BEGIN Excerpted passage

How smooth is smooth enough? Surface finish standards for body jewelry

A superficial proposition:

I believe that professionals and clients have a right to know the roughness of the surface finish of body jewelry from each manufacturer they choose to do business with. Roughness can be measured as Ra to the microinch or Metric: nanometer. (The final smooth finish for many polished surgical implants is specified at 0.025µm to 0.05µm (1µin to 2µin)). This would alleviate a lot of confusion and allow a more frank discussion of the merits of different processes to arrive at a desired finish.

Smoother is better in our case, but how smooth is smooth enough?

  1. The body jewelry industry should establish an acceptable minimum standard for surface finish and passivation based on current science.
    1. I propose we aim for a Ra minimum of 1µin to 2µin or smoother for initial jewelry for healing rather than the subjective term “mirror finish”.
      Random testing of jewelry samples from Anatometal, Industrial Strength and NeoMetal have shown this to be possible, and samples from Glasswear Studios and Gorilla Glass have shown that it can be exceeded with surfaces approaching <0.5µin.
    2. Jewelry manufacturers should help us understand what is achievable with their current practices.
  2. Jewelry manufacturers should specify the goal surface finish measurements of their body jewelry in RRq,or RRMS 

Why does it matter?

A smoother surface adheres less to tissue during healing, and allows less bacterial colonization and inhibits corrosion. A lower Roughness measurement means a smoother and more regular surface (1µin to 2µin or better should be the goal)

How can I measure the surface finish of my jewelry?

A good magnifying loupe or microscope will help demonstrate the difference in some surface finishes to a lay person or customers, or at least photos taken with decent lighting and a quality macro photo lens, but a non-contact profilometer is required to take an accurate scientific measurement of body jewelry.

  • I’m really interested in what manufacturers QA can propose, as the goal of the polishing process depends on the method and the skill of the worker when it comes to hand polish.
  • I believe that a manufacturer should check the Ra frequently between batches, then establish what they consider an acceptable Ra and state publicly that they aim for a certain smoothness.
  • I would love to participate in a blind analysis of jewelry quality! We can get a third party lab to do the tests, and get contributions to cover it. Raquel and Jeff Martin and I proposed that in 1996, and started an APP committee, collected samples and eventually tested a few. It is past time to follow up with the jewelry review committee. Rob Hill from Prysm body piercing has done useful tests for his APP Scratching the Surface presentation.

Applicable references for standards of surface finishing:

10. Techniques for Surface Texture Measurement
10.1 Surface profiles can be measured using both contact and non-contact methods. The former approach involves tracing the surface profile with a stylus that is in contact with the surface; a method unsuitable for materials that are soft or easily damaged. Non-contact methods are better suited to these materials. Non-contact methods include vertical scanning white light interferometers and confocal microscopes (2, 3, 4). — Quote from ASTM F2791

Table from ISO 1302: Surface texture measurements

Roughness values Ra

Roughness values Ra




Grade Numbers

50 2000 N12
25 1000 N11
12.5 500 N10
6.3 250 N9
3.2 125 N8
1.6 63 N7
0.8 32 N6
0.4 16 N5
0.2 8 N4
0.1 4 N3
0.05 2 N2
0.025 1 N1

In finish milling operations typical surface roughness levels vary from N6 to N9.

END Excerpted passage
BEGIN Material provided

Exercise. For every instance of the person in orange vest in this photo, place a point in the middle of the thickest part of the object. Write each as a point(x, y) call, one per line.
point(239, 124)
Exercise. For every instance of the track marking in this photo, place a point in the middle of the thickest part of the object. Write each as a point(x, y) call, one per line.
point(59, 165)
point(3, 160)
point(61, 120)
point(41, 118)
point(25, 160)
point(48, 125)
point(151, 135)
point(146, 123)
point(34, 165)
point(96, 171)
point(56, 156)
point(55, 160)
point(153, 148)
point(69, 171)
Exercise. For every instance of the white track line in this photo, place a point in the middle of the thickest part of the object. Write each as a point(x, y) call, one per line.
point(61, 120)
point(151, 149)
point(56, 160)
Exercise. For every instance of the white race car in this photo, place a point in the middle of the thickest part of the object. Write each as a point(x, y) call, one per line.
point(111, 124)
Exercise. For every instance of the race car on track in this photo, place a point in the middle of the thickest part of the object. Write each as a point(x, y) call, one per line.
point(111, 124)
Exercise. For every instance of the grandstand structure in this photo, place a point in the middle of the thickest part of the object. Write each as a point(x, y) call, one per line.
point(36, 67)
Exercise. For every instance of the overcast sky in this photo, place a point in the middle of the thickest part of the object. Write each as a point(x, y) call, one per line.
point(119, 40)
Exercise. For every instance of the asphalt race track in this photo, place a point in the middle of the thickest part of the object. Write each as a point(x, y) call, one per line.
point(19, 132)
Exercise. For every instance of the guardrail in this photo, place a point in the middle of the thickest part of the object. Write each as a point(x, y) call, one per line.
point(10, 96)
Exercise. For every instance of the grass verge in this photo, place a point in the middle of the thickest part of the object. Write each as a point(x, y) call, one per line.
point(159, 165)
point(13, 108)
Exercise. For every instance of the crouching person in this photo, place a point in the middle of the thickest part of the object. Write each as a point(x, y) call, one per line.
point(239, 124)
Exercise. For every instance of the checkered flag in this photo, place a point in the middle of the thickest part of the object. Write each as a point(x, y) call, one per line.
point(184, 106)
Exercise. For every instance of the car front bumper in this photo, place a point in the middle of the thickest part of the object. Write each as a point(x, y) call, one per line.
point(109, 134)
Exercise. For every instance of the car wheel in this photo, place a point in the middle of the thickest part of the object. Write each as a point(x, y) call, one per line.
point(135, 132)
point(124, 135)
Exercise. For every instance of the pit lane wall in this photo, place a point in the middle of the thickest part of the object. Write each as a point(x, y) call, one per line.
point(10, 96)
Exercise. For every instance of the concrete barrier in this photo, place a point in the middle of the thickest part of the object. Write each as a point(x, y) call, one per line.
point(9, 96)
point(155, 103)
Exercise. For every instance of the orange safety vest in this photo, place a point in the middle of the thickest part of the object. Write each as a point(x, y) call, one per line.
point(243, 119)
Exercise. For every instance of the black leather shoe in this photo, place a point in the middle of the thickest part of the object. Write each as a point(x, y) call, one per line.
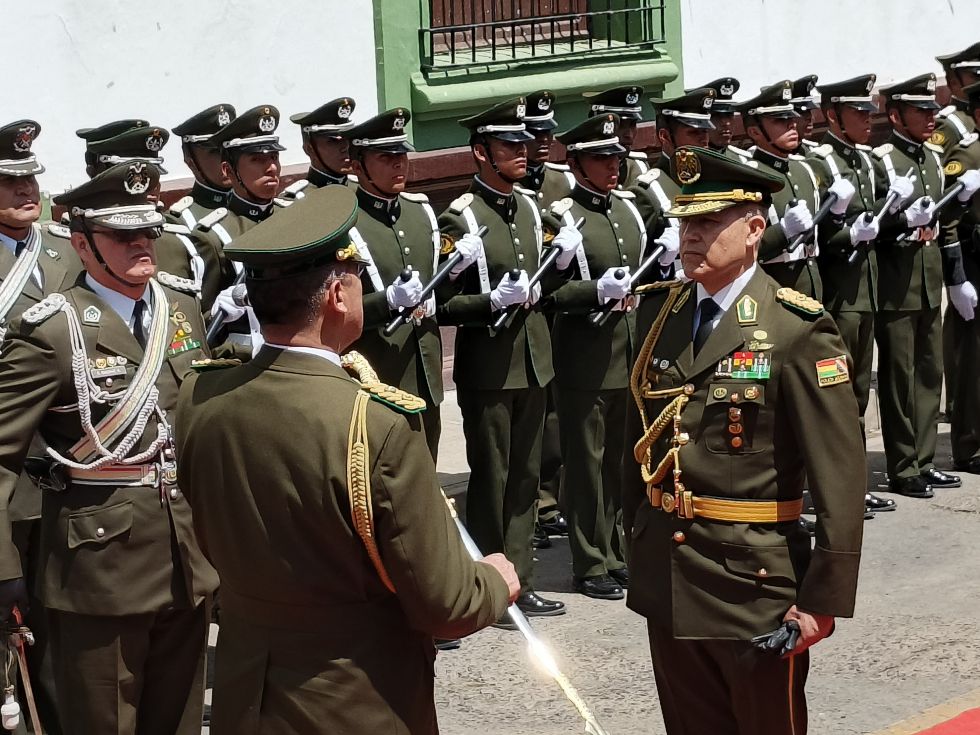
point(556, 526)
point(878, 505)
point(600, 587)
point(622, 576)
point(534, 606)
point(940, 479)
point(911, 487)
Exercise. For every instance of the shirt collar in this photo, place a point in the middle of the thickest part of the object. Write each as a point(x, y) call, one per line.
point(321, 352)
point(727, 295)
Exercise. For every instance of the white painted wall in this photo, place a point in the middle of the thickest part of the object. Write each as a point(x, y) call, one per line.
point(763, 41)
point(78, 63)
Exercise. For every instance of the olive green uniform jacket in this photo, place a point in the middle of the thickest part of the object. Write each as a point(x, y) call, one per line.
point(104, 550)
point(311, 639)
point(706, 579)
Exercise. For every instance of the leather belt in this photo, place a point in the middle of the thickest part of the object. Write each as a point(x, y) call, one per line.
point(687, 505)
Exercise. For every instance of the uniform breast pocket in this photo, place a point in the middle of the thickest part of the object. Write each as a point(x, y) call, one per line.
point(734, 417)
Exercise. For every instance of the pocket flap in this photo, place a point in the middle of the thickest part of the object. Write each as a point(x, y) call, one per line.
point(100, 525)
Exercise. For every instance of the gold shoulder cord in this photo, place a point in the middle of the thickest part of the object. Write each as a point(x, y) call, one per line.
point(359, 485)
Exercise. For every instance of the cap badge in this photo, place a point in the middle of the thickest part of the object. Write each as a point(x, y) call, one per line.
point(25, 138)
point(137, 180)
point(154, 142)
point(688, 166)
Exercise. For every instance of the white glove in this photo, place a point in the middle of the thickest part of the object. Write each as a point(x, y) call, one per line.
point(610, 287)
point(796, 219)
point(862, 231)
point(904, 188)
point(469, 246)
point(671, 240)
point(964, 299)
point(509, 291)
point(403, 295)
point(844, 190)
point(568, 239)
point(919, 213)
point(971, 183)
point(225, 303)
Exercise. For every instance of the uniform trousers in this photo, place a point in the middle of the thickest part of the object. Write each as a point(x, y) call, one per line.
point(503, 448)
point(910, 381)
point(130, 674)
point(592, 425)
point(725, 687)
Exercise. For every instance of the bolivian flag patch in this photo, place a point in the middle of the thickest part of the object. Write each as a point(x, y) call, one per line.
point(832, 371)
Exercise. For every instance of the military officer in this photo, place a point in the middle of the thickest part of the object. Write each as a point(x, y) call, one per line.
point(95, 371)
point(211, 186)
point(625, 102)
point(850, 278)
point(910, 283)
point(33, 265)
point(396, 231)
point(550, 182)
point(325, 144)
point(356, 591)
point(961, 260)
point(770, 121)
point(592, 363)
point(954, 122)
point(726, 428)
point(501, 379)
point(805, 101)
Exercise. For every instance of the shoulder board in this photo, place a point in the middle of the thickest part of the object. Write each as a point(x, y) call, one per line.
point(175, 228)
point(799, 302)
point(561, 206)
point(395, 398)
point(59, 231)
point(181, 204)
point(44, 309)
point(461, 203)
point(209, 364)
point(211, 219)
point(657, 286)
point(177, 283)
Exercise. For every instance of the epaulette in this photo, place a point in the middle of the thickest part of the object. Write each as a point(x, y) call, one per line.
point(176, 282)
point(180, 205)
point(561, 206)
point(883, 150)
point(209, 364)
point(59, 231)
point(211, 219)
point(44, 309)
point(461, 203)
point(799, 302)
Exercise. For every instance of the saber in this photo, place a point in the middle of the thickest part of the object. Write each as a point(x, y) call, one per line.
point(600, 315)
point(508, 314)
point(535, 646)
point(404, 314)
point(886, 205)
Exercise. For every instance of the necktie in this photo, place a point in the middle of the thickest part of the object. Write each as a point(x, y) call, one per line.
point(708, 310)
point(138, 309)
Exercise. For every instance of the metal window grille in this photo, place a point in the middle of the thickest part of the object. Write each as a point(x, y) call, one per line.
point(468, 33)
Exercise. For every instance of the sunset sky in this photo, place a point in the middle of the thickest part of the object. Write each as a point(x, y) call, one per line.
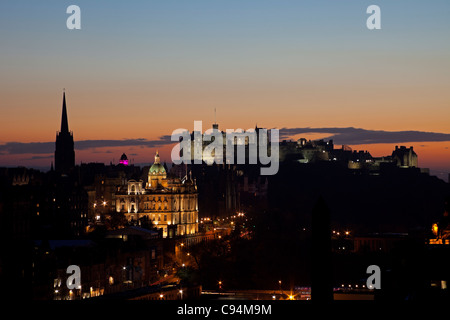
point(138, 70)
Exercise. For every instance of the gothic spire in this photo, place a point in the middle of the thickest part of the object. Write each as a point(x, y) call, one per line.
point(64, 122)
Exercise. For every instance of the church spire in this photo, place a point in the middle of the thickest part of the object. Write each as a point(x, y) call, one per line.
point(64, 122)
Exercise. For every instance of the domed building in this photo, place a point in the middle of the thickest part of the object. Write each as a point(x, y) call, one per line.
point(170, 203)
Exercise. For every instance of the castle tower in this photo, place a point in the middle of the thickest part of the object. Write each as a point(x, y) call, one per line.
point(64, 151)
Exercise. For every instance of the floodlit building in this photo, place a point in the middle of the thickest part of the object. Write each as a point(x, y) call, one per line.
point(169, 203)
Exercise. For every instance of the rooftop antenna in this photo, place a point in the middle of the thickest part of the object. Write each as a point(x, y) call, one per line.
point(215, 125)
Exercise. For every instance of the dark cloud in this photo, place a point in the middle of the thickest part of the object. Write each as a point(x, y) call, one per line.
point(41, 157)
point(352, 135)
point(349, 136)
point(49, 147)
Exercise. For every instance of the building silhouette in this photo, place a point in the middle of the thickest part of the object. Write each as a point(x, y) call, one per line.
point(64, 152)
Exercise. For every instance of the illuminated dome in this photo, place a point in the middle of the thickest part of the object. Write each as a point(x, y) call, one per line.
point(157, 167)
point(123, 159)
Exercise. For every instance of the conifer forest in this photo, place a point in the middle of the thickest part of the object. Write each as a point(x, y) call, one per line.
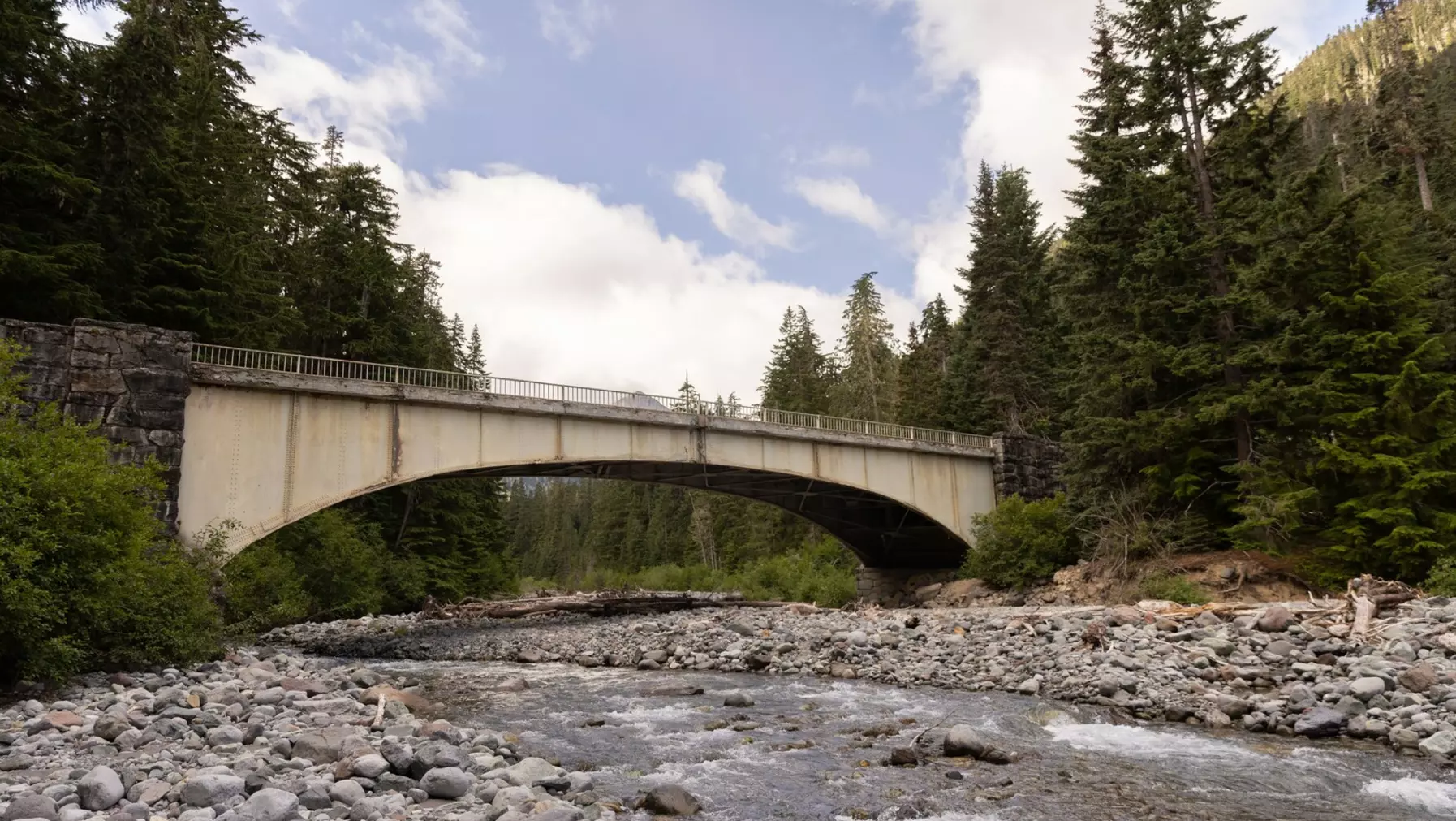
point(1243, 338)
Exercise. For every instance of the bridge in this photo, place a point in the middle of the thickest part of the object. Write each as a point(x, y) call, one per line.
point(256, 440)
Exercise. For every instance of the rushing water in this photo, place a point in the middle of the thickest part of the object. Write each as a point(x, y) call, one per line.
point(1079, 764)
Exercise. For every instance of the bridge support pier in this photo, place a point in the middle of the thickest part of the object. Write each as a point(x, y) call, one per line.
point(896, 587)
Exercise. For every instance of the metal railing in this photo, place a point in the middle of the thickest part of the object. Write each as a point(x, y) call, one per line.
point(243, 358)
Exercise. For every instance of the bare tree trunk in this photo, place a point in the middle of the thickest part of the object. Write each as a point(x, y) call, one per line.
point(1424, 184)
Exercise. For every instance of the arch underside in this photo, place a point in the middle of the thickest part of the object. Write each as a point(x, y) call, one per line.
point(881, 532)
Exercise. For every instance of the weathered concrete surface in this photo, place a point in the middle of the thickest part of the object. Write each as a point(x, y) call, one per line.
point(130, 378)
point(268, 449)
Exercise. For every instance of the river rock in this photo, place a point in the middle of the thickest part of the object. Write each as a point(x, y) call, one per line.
point(446, 782)
point(1320, 723)
point(1274, 619)
point(347, 793)
point(268, 804)
point(370, 766)
point(530, 771)
point(31, 806)
point(670, 800)
point(210, 789)
point(963, 740)
point(110, 725)
point(225, 734)
point(99, 789)
point(1368, 687)
point(1419, 679)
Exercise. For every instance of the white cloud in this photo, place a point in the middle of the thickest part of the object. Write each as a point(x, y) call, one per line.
point(450, 27)
point(841, 197)
point(315, 95)
point(572, 27)
point(704, 187)
point(91, 25)
point(564, 286)
point(841, 154)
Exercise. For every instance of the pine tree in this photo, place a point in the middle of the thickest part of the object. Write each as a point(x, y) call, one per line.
point(1401, 101)
point(44, 253)
point(925, 367)
point(867, 380)
point(1003, 358)
point(1180, 152)
point(799, 374)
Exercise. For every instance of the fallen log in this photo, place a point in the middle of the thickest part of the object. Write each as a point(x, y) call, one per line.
point(597, 604)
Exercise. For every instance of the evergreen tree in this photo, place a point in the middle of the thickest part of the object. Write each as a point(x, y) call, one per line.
point(799, 374)
point(44, 251)
point(1401, 101)
point(867, 382)
point(1180, 153)
point(925, 367)
point(1005, 350)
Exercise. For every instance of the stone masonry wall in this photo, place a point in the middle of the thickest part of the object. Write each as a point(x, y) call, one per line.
point(1027, 466)
point(130, 378)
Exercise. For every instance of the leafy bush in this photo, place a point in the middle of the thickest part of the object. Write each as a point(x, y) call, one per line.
point(328, 565)
point(1021, 543)
point(820, 573)
point(1441, 580)
point(86, 575)
point(1174, 589)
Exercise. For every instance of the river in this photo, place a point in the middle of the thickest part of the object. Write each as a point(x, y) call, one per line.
point(812, 758)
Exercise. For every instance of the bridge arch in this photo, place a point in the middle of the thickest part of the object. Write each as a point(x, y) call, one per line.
point(264, 449)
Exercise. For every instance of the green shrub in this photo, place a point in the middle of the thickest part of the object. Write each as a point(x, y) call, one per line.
point(86, 574)
point(330, 565)
point(1174, 589)
point(1021, 543)
point(1441, 580)
point(820, 573)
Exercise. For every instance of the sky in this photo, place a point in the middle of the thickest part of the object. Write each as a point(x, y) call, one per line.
point(631, 192)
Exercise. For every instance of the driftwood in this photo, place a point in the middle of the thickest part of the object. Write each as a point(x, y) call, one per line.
point(599, 604)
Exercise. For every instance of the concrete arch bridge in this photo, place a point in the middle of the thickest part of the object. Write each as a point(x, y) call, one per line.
point(260, 440)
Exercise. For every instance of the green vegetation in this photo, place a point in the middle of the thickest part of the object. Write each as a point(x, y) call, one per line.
point(1173, 589)
point(86, 575)
point(1245, 336)
point(1021, 543)
point(820, 573)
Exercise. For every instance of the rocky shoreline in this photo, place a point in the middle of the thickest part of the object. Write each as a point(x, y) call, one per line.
point(1285, 668)
point(274, 737)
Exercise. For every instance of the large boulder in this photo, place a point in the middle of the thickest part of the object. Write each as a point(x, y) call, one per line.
point(1441, 743)
point(530, 771)
point(210, 789)
point(347, 793)
point(1419, 679)
point(1321, 723)
point(1368, 687)
point(670, 800)
point(99, 789)
point(446, 782)
point(370, 766)
point(111, 725)
point(963, 740)
point(437, 754)
point(268, 804)
point(1274, 619)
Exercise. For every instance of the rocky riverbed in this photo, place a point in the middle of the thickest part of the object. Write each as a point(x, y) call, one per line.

END Material provided

Could you turn the paragraph beginning "A good magnifying loupe or microscope" in the body jewelry surface finish text into a short list that keeps its main facts?

> _Answer to this task_
- A good magnifying loupe or microscope can show lay people or customers the difference between some surface finishes.
- Photos taken with decent lighting and a quality macro lens can also do this.
- An accurate scientific measurement of body jewelry requires a non-contact profilometer.